Direction A
From the blog post, list every date and time problem that it names as causing difficulty for designers of computer systems infrastructure.
Direction B
Copy the entries word for word, from the line containing "AR game engine: the player needs to interact with the white" through the end of the entries.

Passage

OMG Ponies!!! (Aka Humanity: Epic Fail) – Jon Skeet: Coding Blog


It’s a wounder that computer system works!

The above blog post is a very interesting read. It highlights a number of fundamental areas of computing where reality and the computing world don’t “see eye to eye”.


Put simply computers work in base 2 numbers (binary). Humans work mostly in base 10 numbers (10 finger and thumbs). Although there are vestigial remnants of other counting systems. A base 12 counting system being the most notable. Remnants of that system include:

  • a dozen as a unit,
  • a gross as a unit, and
  • eleven, twelve as counting separate concepts.

But, when one puts decimal counting (base 10) into a binary world (base 2 – in the computer), all sorts of “bad” things happen. Representation and rounding problems being the most notable.

Dates and Times

A world of pain and problems. We humans seem to navigate this with a maze without too much problem. For computer, or more to the point designers of computer systems infrastructure the following cause a world of pain. These problems include:

  • Time zones, we have more of them than you can poke a stick at. Some of which have the same acronyms, but different offsets from UTC.
  • Daylight savings, we have different rules in different jurisdictions. Some of these rules for daylight savings being on, or off, are arbitrary in the extreme, and don’ lend themselves to being expressed in a way computers can interpret, and apply.
  • Leap seconds. Another one which may, or may not, be supported.


Another world of pain, when on scratches the surface. Making computers work around the world in every language has built into the system more complexity than one can fully understand. Unicode, whilst offering the ability to represent everything, comes with many subtle rules, which a deep knowledge of is required to understand.


  • It is a wounder that anything on a computer works. Given the fragile state of the underpinnings, it is little wonder that sometimes things break, or crash, or behave in unusual ways.
  • There would seem to be a set “edge cases” or “corner cases” which software should be tested against. The how’s of this concept I’ll cogitate upon.

Given records
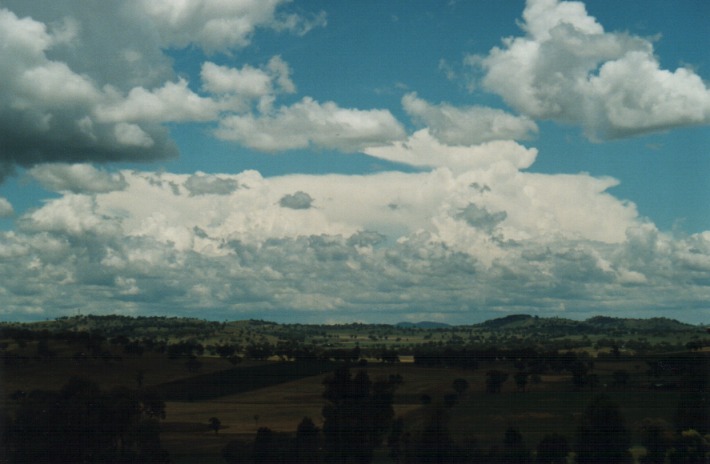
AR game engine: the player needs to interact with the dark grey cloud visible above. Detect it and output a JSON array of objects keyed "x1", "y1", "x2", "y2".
[
  {"x1": 279, "y1": 191, "x2": 313, "y2": 209},
  {"x1": 185, "y1": 174, "x2": 239, "y2": 195},
  {"x1": 457, "y1": 203, "x2": 508, "y2": 233}
]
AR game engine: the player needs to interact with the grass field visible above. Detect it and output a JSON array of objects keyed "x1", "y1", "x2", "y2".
[{"x1": 152, "y1": 362, "x2": 678, "y2": 464}]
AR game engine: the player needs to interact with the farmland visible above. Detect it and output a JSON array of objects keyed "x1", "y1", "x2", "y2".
[{"x1": 0, "y1": 316, "x2": 710, "y2": 463}]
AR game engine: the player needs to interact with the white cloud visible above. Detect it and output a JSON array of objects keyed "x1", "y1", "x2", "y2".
[
  {"x1": 0, "y1": 163, "x2": 710, "y2": 322},
  {"x1": 0, "y1": 0, "x2": 325, "y2": 172},
  {"x1": 215, "y1": 97, "x2": 404, "y2": 151},
  {"x1": 28, "y1": 163, "x2": 126, "y2": 193},
  {"x1": 0, "y1": 197, "x2": 15, "y2": 217},
  {"x1": 468, "y1": 0, "x2": 710, "y2": 139},
  {"x1": 402, "y1": 93, "x2": 537, "y2": 145},
  {"x1": 95, "y1": 79, "x2": 220, "y2": 123},
  {"x1": 134, "y1": 0, "x2": 326, "y2": 53},
  {"x1": 364, "y1": 129, "x2": 537, "y2": 171}
]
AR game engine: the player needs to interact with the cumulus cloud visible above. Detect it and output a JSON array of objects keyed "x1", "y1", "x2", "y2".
[
  {"x1": 364, "y1": 129, "x2": 537, "y2": 171},
  {"x1": 279, "y1": 191, "x2": 313, "y2": 209},
  {"x1": 0, "y1": 164, "x2": 710, "y2": 322},
  {"x1": 0, "y1": 197, "x2": 15, "y2": 217},
  {"x1": 0, "y1": 136, "x2": 668, "y2": 319},
  {"x1": 215, "y1": 97, "x2": 405, "y2": 152},
  {"x1": 402, "y1": 93, "x2": 537, "y2": 145},
  {"x1": 184, "y1": 173, "x2": 239, "y2": 195},
  {"x1": 467, "y1": 0, "x2": 710, "y2": 139},
  {"x1": 0, "y1": 0, "x2": 325, "y2": 174},
  {"x1": 28, "y1": 163, "x2": 126, "y2": 193},
  {"x1": 133, "y1": 0, "x2": 326, "y2": 53}
]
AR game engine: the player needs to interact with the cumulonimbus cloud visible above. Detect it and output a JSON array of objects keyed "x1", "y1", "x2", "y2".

Exercise answer A
Time zones; daylight savings; leap seconds.

Exercise answer B
AR game engine: the player needs to interact with the white cloud visible above. Detect it and output a JSON array of objects keyed "x1", "y1", "x2", "y2".
[
  {"x1": 0, "y1": 163, "x2": 710, "y2": 322},
  {"x1": 0, "y1": 0, "x2": 325, "y2": 172},
  {"x1": 215, "y1": 97, "x2": 404, "y2": 151},
  {"x1": 28, "y1": 163, "x2": 126, "y2": 193},
  {"x1": 0, "y1": 197, "x2": 15, "y2": 217},
  {"x1": 468, "y1": 0, "x2": 710, "y2": 139},
  {"x1": 402, "y1": 93, "x2": 537, "y2": 145},
  {"x1": 95, "y1": 79, "x2": 220, "y2": 123},
  {"x1": 134, "y1": 0, "x2": 326, "y2": 53},
  {"x1": 364, "y1": 129, "x2": 537, "y2": 171}
]
AR game engine: the player needs to interact with the cumulus cloud visible above. Detect it and output a JSON array of objects keyed "x1", "y1", "x2", "y2".
[
  {"x1": 364, "y1": 129, "x2": 537, "y2": 171},
  {"x1": 279, "y1": 191, "x2": 313, "y2": 209},
  {"x1": 0, "y1": 164, "x2": 710, "y2": 322},
  {"x1": 0, "y1": 197, "x2": 15, "y2": 217},
  {"x1": 0, "y1": 136, "x2": 668, "y2": 319},
  {"x1": 215, "y1": 97, "x2": 405, "y2": 152},
  {"x1": 402, "y1": 93, "x2": 537, "y2": 145},
  {"x1": 184, "y1": 173, "x2": 239, "y2": 195},
  {"x1": 467, "y1": 0, "x2": 710, "y2": 139},
  {"x1": 0, "y1": 0, "x2": 325, "y2": 174},
  {"x1": 28, "y1": 163, "x2": 126, "y2": 193},
  {"x1": 133, "y1": 0, "x2": 326, "y2": 53}
]
AR game engine: the player needs to interact with the cumulonimbus cloud visible above. Detect it and output a JSON array of objects keyed "x1", "y1", "x2", "y2".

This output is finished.